Listed records:
※ ※ ※

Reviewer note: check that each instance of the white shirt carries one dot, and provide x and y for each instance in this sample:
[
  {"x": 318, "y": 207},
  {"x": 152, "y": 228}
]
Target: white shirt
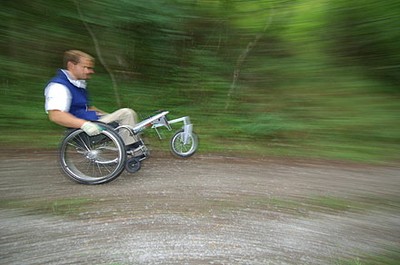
[{"x": 58, "y": 96}]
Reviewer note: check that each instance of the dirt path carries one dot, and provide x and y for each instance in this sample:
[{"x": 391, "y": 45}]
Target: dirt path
[{"x": 205, "y": 210}]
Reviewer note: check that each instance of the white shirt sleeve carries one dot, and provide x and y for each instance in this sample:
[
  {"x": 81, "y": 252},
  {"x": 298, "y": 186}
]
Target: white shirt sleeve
[{"x": 58, "y": 97}]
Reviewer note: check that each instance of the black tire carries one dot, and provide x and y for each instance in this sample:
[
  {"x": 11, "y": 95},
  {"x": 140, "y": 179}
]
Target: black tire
[
  {"x": 92, "y": 159},
  {"x": 182, "y": 149}
]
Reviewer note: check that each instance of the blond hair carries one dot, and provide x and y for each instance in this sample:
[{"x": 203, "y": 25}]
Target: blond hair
[{"x": 75, "y": 56}]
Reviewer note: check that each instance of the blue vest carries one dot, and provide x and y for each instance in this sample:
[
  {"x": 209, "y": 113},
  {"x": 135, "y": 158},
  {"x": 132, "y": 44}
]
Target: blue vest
[{"x": 79, "y": 101}]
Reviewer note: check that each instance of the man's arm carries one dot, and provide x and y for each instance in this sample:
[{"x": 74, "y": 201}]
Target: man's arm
[{"x": 65, "y": 119}]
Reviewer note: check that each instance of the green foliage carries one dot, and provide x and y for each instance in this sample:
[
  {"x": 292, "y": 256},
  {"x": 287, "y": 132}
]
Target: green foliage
[{"x": 314, "y": 78}]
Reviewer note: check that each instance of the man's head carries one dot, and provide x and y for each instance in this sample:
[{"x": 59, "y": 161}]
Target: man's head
[{"x": 79, "y": 64}]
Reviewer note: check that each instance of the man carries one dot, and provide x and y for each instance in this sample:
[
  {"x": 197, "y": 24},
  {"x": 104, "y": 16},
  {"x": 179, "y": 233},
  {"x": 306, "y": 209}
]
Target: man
[{"x": 67, "y": 102}]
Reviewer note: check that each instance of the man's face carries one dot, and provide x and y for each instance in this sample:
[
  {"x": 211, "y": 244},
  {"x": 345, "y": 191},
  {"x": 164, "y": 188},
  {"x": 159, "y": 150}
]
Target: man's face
[{"x": 82, "y": 70}]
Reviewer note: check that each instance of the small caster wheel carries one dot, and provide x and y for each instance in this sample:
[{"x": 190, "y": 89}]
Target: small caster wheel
[{"x": 133, "y": 165}]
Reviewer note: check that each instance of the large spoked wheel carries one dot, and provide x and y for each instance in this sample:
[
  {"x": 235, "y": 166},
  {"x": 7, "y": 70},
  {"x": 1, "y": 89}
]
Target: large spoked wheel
[
  {"x": 182, "y": 147},
  {"x": 92, "y": 159}
]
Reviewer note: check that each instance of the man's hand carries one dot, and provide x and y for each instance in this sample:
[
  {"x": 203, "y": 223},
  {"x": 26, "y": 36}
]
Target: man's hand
[{"x": 91, "y": 128}]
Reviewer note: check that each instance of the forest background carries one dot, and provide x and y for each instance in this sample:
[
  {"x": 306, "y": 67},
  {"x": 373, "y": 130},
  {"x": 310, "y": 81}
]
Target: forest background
[{"x": 293, "y": 78}]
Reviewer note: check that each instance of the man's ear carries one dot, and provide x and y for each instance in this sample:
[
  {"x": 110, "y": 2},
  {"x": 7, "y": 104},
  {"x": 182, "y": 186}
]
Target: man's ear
[{"x": 70, "y": 65}]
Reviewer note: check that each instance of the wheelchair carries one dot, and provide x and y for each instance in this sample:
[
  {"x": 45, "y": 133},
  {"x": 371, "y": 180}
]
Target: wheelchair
[{"x": 102, "y": 158}]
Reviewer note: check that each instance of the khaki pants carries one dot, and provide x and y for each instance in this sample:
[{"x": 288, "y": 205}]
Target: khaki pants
[{"x": 123, "y": 116}]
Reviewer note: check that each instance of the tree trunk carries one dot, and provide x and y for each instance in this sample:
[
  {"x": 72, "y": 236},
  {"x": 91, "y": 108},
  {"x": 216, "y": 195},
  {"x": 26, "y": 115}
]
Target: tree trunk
[{"x": 242, "y": 57}]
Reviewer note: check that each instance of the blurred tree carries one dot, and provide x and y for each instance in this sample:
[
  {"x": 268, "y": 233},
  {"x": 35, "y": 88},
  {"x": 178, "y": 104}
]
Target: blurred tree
[{"x": 366, "y": 32}]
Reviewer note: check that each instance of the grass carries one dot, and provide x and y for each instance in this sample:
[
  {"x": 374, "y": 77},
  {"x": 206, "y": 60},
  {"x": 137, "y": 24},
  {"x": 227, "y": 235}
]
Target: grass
[{"x": 70, "y": 207}]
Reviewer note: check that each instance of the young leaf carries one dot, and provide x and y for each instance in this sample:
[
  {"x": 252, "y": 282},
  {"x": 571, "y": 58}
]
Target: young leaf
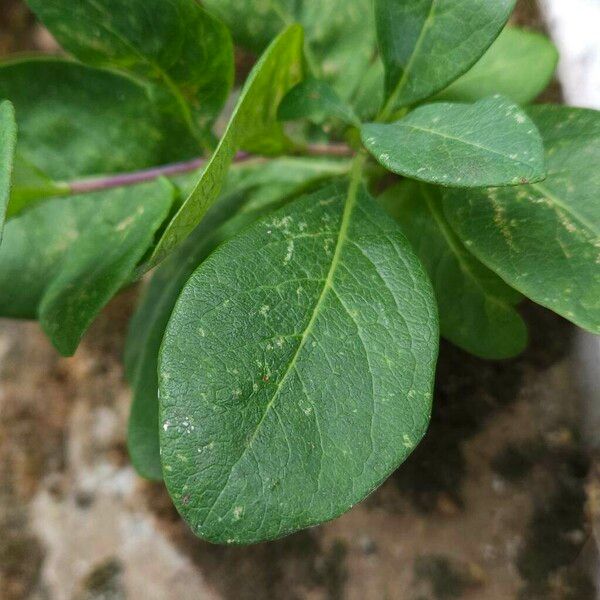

※ ※ ※

Written request:
List every line of the data above that contains the word "white".

Task response:
Reviewer note: check that each instance of the white shirt carries one dot, and provide x and y for each instance in this sample:
Target: white shirt
Reviewer note: check that each instance of the white shirt sleeve carries one dot, and provide x and y for each instance in this sample:
Target: white shirt sleeve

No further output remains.